**Task prompt:** Turn every line of the rows below into a numbered list, skipping any blank lines and leaving the pictures out.

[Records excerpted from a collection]
↓

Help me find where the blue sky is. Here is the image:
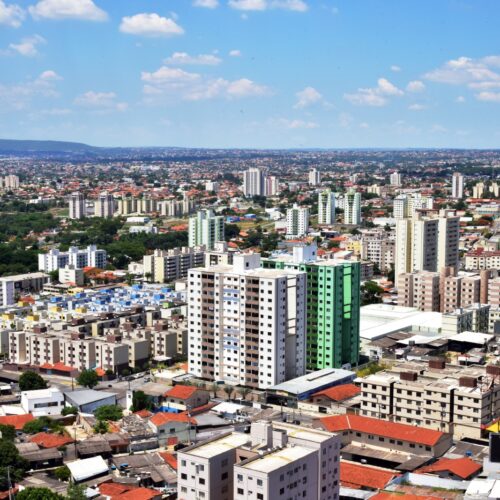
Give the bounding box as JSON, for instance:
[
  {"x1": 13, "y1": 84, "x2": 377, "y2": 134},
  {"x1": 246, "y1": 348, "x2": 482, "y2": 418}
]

↑

**Exercise output:**
1. Help me find where the blue sky is. Here is the image:
2. Give the bounding box as JSON, for instance:
3. [
4.   {"x1": 13, "y1": 84, "x2": 377, "y2": 134},
5.   {"x1": 246, "y1": 348, "x2": 482, "y2": 418}
6. ]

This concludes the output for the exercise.